● Source records:
········

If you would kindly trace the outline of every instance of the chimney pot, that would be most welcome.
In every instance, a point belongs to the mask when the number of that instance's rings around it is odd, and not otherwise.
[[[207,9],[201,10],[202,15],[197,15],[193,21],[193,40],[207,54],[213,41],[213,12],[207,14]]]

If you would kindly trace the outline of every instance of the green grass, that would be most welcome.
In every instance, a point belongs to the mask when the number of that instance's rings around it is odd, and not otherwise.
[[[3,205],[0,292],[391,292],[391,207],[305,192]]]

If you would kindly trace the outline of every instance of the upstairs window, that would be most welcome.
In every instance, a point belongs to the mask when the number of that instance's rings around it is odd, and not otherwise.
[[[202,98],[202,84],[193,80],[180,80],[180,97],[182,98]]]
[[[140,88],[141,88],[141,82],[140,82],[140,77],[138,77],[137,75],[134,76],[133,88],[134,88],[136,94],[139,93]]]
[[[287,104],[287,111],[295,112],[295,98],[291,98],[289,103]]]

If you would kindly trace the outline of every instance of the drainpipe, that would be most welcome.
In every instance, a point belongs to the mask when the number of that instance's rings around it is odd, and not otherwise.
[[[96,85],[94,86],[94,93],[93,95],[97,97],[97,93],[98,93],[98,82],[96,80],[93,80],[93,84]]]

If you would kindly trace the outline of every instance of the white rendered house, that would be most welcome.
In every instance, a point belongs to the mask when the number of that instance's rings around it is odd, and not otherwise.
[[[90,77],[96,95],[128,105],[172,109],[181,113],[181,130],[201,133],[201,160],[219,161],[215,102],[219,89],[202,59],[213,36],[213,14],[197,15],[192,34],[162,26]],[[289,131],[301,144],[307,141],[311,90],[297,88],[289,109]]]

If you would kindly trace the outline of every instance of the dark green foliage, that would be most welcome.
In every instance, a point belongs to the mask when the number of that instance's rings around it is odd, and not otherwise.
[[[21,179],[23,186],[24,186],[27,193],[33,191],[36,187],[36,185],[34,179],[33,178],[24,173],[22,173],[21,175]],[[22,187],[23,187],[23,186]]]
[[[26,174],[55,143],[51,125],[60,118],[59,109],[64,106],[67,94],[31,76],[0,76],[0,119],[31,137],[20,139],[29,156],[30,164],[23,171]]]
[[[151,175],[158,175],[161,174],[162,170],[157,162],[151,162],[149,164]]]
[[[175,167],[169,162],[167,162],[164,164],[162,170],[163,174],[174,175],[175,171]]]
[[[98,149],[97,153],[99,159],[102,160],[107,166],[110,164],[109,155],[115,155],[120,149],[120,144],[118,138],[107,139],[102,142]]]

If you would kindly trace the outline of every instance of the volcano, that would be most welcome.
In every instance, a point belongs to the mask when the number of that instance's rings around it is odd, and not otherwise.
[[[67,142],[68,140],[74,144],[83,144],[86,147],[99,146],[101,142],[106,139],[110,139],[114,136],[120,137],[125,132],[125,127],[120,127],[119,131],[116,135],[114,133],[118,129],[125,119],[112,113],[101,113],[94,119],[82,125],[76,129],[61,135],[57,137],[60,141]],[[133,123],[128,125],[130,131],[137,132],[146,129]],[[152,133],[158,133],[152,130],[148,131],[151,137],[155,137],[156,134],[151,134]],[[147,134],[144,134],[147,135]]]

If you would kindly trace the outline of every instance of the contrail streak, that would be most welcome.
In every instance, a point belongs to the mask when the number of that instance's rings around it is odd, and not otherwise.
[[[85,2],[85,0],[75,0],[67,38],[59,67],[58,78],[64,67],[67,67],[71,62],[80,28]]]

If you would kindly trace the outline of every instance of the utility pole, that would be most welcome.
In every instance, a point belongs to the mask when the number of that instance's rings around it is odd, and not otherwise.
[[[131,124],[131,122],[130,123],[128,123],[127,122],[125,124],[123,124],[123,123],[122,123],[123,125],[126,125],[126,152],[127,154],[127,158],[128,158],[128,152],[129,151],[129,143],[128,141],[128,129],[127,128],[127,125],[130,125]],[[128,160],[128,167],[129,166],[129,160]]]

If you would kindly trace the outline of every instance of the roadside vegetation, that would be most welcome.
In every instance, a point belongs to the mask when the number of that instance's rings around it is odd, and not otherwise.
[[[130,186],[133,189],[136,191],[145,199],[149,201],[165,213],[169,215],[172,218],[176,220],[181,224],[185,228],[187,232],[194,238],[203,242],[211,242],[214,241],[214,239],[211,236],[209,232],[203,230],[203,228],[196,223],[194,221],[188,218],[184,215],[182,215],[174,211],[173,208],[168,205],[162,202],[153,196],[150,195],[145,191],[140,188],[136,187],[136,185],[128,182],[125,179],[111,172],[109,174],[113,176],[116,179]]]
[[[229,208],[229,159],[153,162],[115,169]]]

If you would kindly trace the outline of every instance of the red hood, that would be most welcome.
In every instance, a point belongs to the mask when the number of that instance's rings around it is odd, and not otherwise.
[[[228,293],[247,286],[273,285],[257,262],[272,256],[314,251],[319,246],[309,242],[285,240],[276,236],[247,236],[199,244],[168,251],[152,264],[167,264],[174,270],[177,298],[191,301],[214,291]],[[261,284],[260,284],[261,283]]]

········

● Set problem: Update all of the data, changing every "that would be most welcome" to "that would be much appreciated" and keeping everything else the same.

● Answer to this task:
If you would kindly trace the outline of every instance of the chimney pot, that would be much appreciated.
In every instance, a point belongs to the mask when the number of that instance's rings around it is odd, and not otherwise.
[[[207,9],[201,10],[202,15],[197,15],[193,21],[193,40],[207,54],[213,41],[213,12],[207,14]]]

If you would kindly trace the outline of every instance of the green grass, that would be much appreciated.
In every instance, a point belongs to the mask when the number of that instance's rings around it is odd, and not otherwise.
[[[3,205],[0,292],[391,292],[391,207],[305,192]]]

If you would kindly trace the outline of every instance of the upstairs window, that would be much appreciated.
In every instance, a point belongs to the mask when the number of that instance's rings around it is odd, and not otherwise.
[[[202,98],[202,84],[193,80],[180,80],[180,97],[182,98]]]
[[[140,88],[141,88],[141,82],[140,82],[140,77],[138,77],[137,75],[134,76],[133,88],[134,88],[136,94],[139,93]]]
[[[287,104],[287,111],[295,112],[295,98],[291,98],[289,103]]]

If you would kindly trace the outline of every instance of the drainpipe, that would be much appreciated.
In every instance, a point belongs to the mask when the number of that instance's rings around it is odd, and not otherwise.
[[[96,85],[94,86],[94,93],[93,95],[97,97],[97,93],[98,93],[98,82],[96,80],[93,80],[93,84]]]

If you would kindly trace the outline of every instance of the white rendered house, that would be much appreciated.
In every instance, a point belongs to the mask when the number of that instance's rings around it is odd, and not otherwise.
[[[90,77],[96,95],[128,105],[172,109],[181,113],[181,130],[201,133],[201,160],[219,161],[215,102],[219,89],[202,59],[213,36],[213,14],[197,15],[192,34],[162,26]],[[289,131],[301,144],[307,141],[311,90],[297,88],[289,109]]]

If you would kindly trace the outline of every instance of the dark green foliage, that would be much appreciated.
In every instance, a point belongs to the mask when the number of that instance's rings around it is odd, and not otherwise.
[[[21,179],[23,186],[24,186],[27,193],[33,191],[36,187],[36,185],[34,179],[33,178],[24,173],[22,173],[21,175]],[[22,187],[23,187],[23,186]]]
[[[26,174],[55,143],[51,125],[60,118],[59,109],[64,106],[67,94],[31,76],[0,76],[0,119],[31,137],[20,139],[29,156],[30,164],[23,171]]]
[[[151,175],[158,175],[161,174],[162,170],[157,162],[151,162],[149,164]]]
[[[175,167],[169,162],[167,162],[164,164],[162,170],[163,174],[174,175],[175,171]]]
[[[98,149],[97,153],[99,159],[102,160],[107,166],[110,164],[109,155],[115,155],[120,149],[120,144],[118,138],[107,139],[102,142]]]

If you would kindly trace the outline of every instance of the volcano, that would be much appreciated.
In every instance, a point belongs to the mask when the number of that instance's rings around it is odd, and not otherwise.
[[[67,142],[68,140],[74,144],[83,144],[86,147],[99,146],[101,142],[106,139],[110,139],[114,136],[120,137],[125,132],[125,127],[120,127],[119,131],[116,135],[114,133],[118,129],[125,119],[112,113],[101,113],[94,119],[82,125],[76,129],[61,135],[57,137],[60,141]],[[133,123],[128,125],[130,131],[137,132],[146,129]],[[152,133],[158,133],[152,130],[148,131],[151,137],[155,137],[156,134],[151,134]],[[147,134],[144,134],[147,135]]]

If you would kindly trace the outline of every instance of the contrail streak, that would be much appreciated.
In every instance, a point belongs to the mask when the number of that instance's rings around it is odd, and not otherwise.
[[[85,2],[85,0],[75,0],[67,38],[59,67],[58,78],[64,67],[67,67],[71,62],[80,28]]]

If you would kindly trace the outline of every instance of the utility pole, that would be much appreciated.
In every instance, a point belongs to the mask when the number of that instance's rings around it is odd, and not otherwise.
[[[131,124],[131,122],[130,123],[128,123],[127,122],[125,124],[123,124],[123,123],[122,123],[123,125],[126,125],[126,152],[127,154],[127,158],[128,158],[128,152],[129,151],[129,143],[128,141],[128,129],[127,128],[127,125],[130,125]],[[128,160],[128,167],[129,166],[129,160]]]

If you would kindly trace the outline of every instance of the roadside vegetation, that would be much appreciated.
In every instance, a point belongs to the mask when the number of that instance's rings around it is odd, and not otherwise.
[[[130,186],[133,189],[136,191],[145,199],[149,201],[165,213],[169,215],[172,218],[176,220],[181,224],[185,228],[187,232],[194,238],[203,242],[211,242],[214,241],[214,239],[211,236],[209,232],[203,230],[203,228],[196,223],[194,221],[188,218],[184,215],[182,215],[174,211],[173,208],[168,205],[162,202],[153,196],[150,195],[145,191],[140,188],[136,187],[136,185],[128,182],[125,179],[111,172],[109,174],[113,176],[116,179]]]
[[[229,208],[229,159],[153,162],[115,169]]]

If you would kindly trace the outline of every instance of the red hood, that would be much appreciated.
In every instance, a point belongs to the mask when the number of that instance's rings around it is odd, and not otherwise.
[[[228,293],[247,286],[273,285],[257,262],[272,256],[314,251],[319,246],[309,242],[285,240],[276,236],[247,236],[199,244],[168,251],[152,264],[167,264],[174,270],[177,298],[191,301],[214,291]],[[261,284],[260,284],[261,283]]]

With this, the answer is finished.